## EXTRACTED TEXT:
Despite Treasury’s assertions, the APA’s mandate is unambiguous: unlawful agency actions must be “set aside.” Treasury’s motion raises serious concerns that rather than fully correcting its unlawful designation of the smart contracts, Treasury seeks to preserve as much of the agency’s original position as possible.
Furthermore, Treasury alluding to its supposed “discretion” in delisting Tornado Cash contends with the Fifth Circuit’s explicit ruling that (1) [smart contracts] cannot be blocked under IEEPA, and (2) OFAC overstepped its congressionally defined authority.” Thus, while we welcome the delisting, we implore Treasury to maintain the policy that decentralized software protocols and their developers should not be assigned sanctions under existing IEEPA authority as an entity or blocked property.
Lastly, developers of neutral software tools are not cybercriminals for its mere development and publication when such tools have perfectly lawful purposes, such as empowering Americans’ right to privacy. As recognized by President Donald Trump in his Executive Order for Strengthening American Leadership in Digital Financial Technology, it is the policy of the Administration to protect and promote “the ability of individual citizens and private-sector entities alike to access and use for lawful purposes open public blockchain networks without persecution, including the ability to develop and deploy software.” We would hope that Treasury shares this view and recognizes the reality of software developed and deployed on an open public blockchain.

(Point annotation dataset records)

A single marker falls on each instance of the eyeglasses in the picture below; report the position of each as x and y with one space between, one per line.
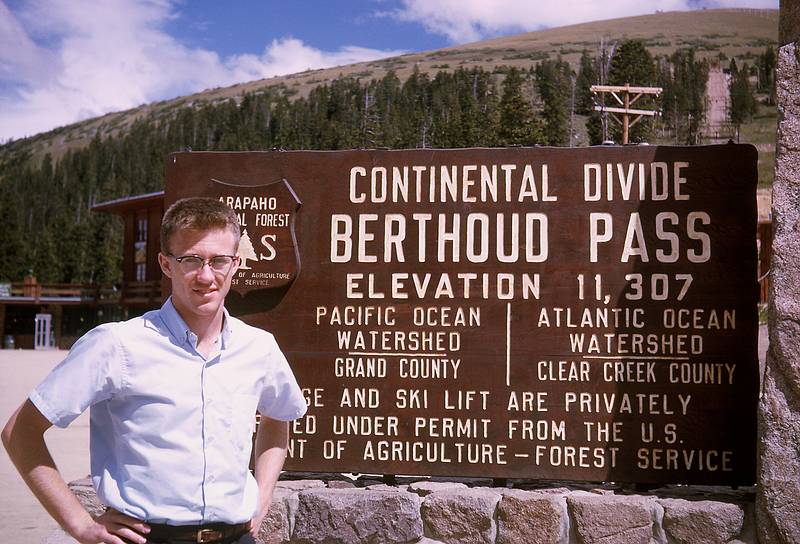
220 264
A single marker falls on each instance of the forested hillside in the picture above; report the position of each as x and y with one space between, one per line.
48 229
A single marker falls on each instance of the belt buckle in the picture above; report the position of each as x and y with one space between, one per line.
208 535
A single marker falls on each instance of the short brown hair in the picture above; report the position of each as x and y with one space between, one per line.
198 213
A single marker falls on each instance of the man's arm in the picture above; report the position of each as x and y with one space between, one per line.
272 442
23 438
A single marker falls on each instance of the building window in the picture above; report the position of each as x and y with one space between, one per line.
140 249
141 229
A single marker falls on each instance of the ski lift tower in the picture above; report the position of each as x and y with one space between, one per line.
626 101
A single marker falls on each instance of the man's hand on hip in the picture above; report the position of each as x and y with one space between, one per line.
111 527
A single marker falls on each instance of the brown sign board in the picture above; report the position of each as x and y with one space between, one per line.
579 314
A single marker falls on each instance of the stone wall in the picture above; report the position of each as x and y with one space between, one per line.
779 414
312 511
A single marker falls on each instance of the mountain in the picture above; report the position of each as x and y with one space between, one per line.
740 33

## PROBLEMS:
• a. According to the Tornado Cash statement, what does the APA's mandate require for unlawful agency actions?
• b. How many lines of the listing contain the string "picture", with case counting? Tally them and give only the number.

## SOLUTIONS IN ORDER:
• a. They must be "set aside."

• b. 11